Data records
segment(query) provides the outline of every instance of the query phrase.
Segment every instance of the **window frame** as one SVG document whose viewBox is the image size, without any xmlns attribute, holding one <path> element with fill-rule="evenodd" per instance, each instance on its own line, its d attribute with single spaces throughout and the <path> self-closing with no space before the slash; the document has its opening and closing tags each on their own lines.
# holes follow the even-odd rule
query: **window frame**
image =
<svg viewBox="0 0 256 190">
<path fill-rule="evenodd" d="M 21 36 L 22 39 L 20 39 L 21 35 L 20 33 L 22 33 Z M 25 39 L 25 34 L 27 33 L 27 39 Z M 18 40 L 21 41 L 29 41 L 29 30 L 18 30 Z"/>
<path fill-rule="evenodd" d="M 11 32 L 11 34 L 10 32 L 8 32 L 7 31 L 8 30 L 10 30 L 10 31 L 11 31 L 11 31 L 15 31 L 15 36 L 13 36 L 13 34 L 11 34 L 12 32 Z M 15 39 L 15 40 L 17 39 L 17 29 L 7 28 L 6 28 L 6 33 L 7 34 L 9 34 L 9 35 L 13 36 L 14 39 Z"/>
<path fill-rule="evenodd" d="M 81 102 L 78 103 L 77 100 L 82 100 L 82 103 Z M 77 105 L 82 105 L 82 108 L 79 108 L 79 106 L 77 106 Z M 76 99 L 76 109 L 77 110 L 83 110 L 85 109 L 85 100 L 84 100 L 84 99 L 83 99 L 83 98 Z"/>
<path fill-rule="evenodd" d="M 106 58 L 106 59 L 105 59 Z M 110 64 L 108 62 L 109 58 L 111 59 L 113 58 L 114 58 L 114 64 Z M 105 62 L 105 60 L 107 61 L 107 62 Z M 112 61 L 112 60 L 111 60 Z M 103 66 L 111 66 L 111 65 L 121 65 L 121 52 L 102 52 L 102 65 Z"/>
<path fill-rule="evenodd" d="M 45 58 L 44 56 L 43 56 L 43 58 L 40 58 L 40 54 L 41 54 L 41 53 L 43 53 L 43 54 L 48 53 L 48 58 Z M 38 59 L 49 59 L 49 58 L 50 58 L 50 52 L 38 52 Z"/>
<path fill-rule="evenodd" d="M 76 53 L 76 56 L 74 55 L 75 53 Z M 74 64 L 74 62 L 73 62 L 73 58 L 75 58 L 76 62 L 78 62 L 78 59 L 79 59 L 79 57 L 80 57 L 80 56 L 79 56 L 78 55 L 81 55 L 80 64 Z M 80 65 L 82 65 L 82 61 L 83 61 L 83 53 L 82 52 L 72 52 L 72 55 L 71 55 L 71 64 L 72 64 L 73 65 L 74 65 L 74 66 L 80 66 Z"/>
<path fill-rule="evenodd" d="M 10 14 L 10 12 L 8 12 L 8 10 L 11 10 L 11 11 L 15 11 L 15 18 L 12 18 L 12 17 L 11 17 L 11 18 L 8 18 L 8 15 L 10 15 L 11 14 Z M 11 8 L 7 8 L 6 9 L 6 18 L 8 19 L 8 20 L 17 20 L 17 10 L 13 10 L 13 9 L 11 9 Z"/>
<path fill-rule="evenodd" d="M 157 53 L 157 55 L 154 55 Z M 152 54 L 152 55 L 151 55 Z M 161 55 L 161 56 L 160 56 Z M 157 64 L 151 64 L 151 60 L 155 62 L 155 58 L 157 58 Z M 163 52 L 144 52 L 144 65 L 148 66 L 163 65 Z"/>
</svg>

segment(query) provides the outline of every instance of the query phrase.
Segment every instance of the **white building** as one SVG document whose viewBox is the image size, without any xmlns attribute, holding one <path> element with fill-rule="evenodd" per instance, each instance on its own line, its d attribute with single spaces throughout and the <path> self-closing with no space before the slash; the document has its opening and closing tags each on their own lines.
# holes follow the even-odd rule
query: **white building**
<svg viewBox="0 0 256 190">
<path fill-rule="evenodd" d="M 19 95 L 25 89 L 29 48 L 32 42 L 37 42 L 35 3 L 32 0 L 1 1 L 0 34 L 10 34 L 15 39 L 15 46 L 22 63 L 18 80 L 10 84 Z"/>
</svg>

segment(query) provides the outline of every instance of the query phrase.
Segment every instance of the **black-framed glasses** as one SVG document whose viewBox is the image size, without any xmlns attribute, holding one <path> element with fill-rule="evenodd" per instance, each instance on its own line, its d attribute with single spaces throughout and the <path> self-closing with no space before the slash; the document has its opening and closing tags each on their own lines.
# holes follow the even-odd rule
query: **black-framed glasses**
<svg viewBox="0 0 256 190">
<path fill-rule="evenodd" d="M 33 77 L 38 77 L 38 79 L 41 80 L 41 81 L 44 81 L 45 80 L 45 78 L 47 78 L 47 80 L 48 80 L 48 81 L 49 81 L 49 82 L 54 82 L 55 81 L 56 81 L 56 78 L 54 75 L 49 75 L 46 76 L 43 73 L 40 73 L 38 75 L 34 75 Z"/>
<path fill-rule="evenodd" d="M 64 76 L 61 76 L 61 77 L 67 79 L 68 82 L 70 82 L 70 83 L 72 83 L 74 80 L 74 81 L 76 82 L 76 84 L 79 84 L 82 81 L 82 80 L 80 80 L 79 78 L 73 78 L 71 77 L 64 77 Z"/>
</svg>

[Instruction]: Recast the material above as a JSON list of strings, one string per line, leaving out blank lines.

[Answer in full]:
[
  "segment(query) provides the outline of every instance of the query phrase.",
  "Segment every instance of the **window frame** as one SVG document whose viewBox is the image size, without any xmlns attribute, holding one <path> element with fill-rule=\"evenodd\" per instance, each instance on its own line, its d attribute with single spaces throughout and the <path> self-closing with no space before the slash; the document has its opening and closing tags each on their own lines.",
  "# holes follow the even-odd rule",
  "query: **window frame**",
  "image =",
  "<svg viewBox=\"0 0 256 190\">",
  "<path fill-rule=\"evenodd\" d=\"M 21 36 L 22 39 L 20 39 L 21 35 L 20 33 L 22 33 Z M 25 39 L 25 34 L 27 33 L 27 39 Z M 18 40 L 21 41 L 29 41 L 29 30 L 18 30 Z\"/>",
  "<path fill-rule=\"evenodd\" d=\"M 11 32 L 11 34 L 10 32 L 8 32 L 7 31 L 8 30 L 10 30 L 10 31 L 11 31 L 11 31 L 15 31 L 15 36 L 13 36 L 13 34 L 11 34 L 12 32 Z M 15 39 L 15 40 L 17 39 L 17 29 L 7 28 L 6 28 L 6 33 L 7 34 L 9 34 L 9 35 L 13 36 L 14 39 Z\"/>",
  "<path fill-rule=\"evenodd\" d=\"M 81 102 L 78 103 L 77 100 L 82 100 L 82 103 Z M 77 105 L 82 105 L 82 108 L 79 108 L 79 106 L 77 106 Z M 76 99 L 76 109 L 77 110 L 83 110 L 85 109 L 85 100 L 84 100 L 84 99 L 83 99 L 83 98 Z\"/>",
  "<path fill-rule=\"evenodd\" d=\"M 106 58 L 106 59 L 105 59 Z M 110 64 L 108 62 L 109 58 L 111 59 L 113 58 L 114 58 L 114 64 Z M 105 62 L 105 60 L 107 61 L 107 62 Z M 112 61 L 112 60 L 111 60 Z M 103 66 L 111 66 L 111 65 L 121 65 L 121 52 L 102 52 L 102 65 Z\"/>",
  "<path fill-rule=\"evenodd\" d=\"M 45 58 L 44 56 L 43 56 L 43 58 L 40 58 L 40 54 L 41 54 L 41 53 L 43 53 L 43 54 L 48 53 L 48 58 Z M 38 59 L 49 59 L 49 58 L 50 58 L 50 52 L 38 52 Z\"/>",
  "<path fill-rule=\"evenodd\" d=\"M 76 53 L 76 56 L 74 55 L 75 53 Z M 74 64 L 74 62 L 73 62 L 73 58 L 75 58 L 76 62 L 78 62 L 78 59 L 79 59 L 79 57 L 80 57 L 80 56 L 79 56 L 78 55 L 81 55 L 80 64 Z M 80 65 L 82 65 L 82 61 L 83 61 L 83 53 L 82 52 L 72 52 L 72 55 L 71 55 L 71 64 L 72 64 L 73 65 L 74 65 L 74 66 L 80 66 Z\"/>",
  "<path fill-rule=\"evenodd\" d=\"M 10 14 L 10 12 L 8 12 L 8 10 L 11 10 L 11 11 L 15 11 L 15 18 L 12 18 L 12 17 L 11 17 L 11 18 L 8 18 L 8 15 L 10 15 L 11 14 Z M 11 8 L 7 8 L 6 9 L 6 18 L 8 19 L 8 20 L 17 20 L 17 10 L 13 10 L 13 9 L 11 9 Z\"/>",
  "<path fill-rule=\"evenodd\" d=\"M 157 53 L 157 55 L 154 55 Z M 152 54 L 152 55 L 151 55 Z M 161 55 L 161 56 L 160 56 Z M 157 64 L 151 64 L 151 60 L 155 62 L 155 58 L 157 58 Z M 163 52 L 144 52 L 144 65 L 148 66 L 163 65 Z\"/>",
  "</svg>",
  "segment(query) provides the outline of every instance of the query phrase.",
  "Segment every instance of the **white building** as one SVG document whose viewBox is the image size, without any xmlns attribute, holding one <path> element with fill-rule=\"evenodd\" per instance, each instance on its own line, its d attribute with single spaces throughout and the <path> self-closing with no space before the slash; the document has its opening and closing tags each on their own lines.",
  "# holes follow the even-odd rule",
  "query: **white building**",
  "<svg viewBox=\"0 0 256 190\">",
  "<path fill-rule=\"evenodd\" d=\"M 19 95 L 25 89 L 29 48 L 32 42 L 37 42 L 35 3 L 32 0 L 1 1 L 0 34 L 10 34 L 15 39 L 15 46 L 22 63 L 18 80 L 10 84 Z\"/>",
  "</svg>",
  "segment(query) provides the outline of every instance of the query phrase.",
  "Segment every instance of the **black-framed glasses** as one SVG document whose viewBox is the image size, without any xmlns attribute, holding one <path> element with fill-rule=\"evenodd\" per instance, each instance on its own line, its d attribute with single spaces throughout and the <path> self-closing with no space before the slash; the document has its opening and closing tags each on their own lines.",
  "# holes follow the even-odd rule",
  "query: **black-framed glasses**",
  "<svg viewBox=\"0 0 256 190\">",
  "<path fill-rule=\"evenodd\" d=\"M 33 77 L 38 77 L 38 79 L 41 80 L 41 81 L 44 81 L 45 80 L 45 78 L 47 78 L 47 80 L 48 80 L 48 81 L 49 81 L 49 82 L 54 82 L 55 81 L 56 81 L 56 78 L 54 75 L 49 75 L 46 76 L 43 73 L 40 73 L 38 75 L 34 75 Z\"/>",
  "<path fill-rule=\"evenodd\" d=\"M 64 76 L 61 76 L 61 77 L 67 79 L 68 82 L 70 82 L 70 83 L 72 83 L 74 80 L 74 81 L 76 82 L 76 84 L 79 84 L 82 81 L 82 80 L 80 80 L 79 78 L 73 78 L 71 77 L 64 77 Z\"/>",
  "</svg>"
]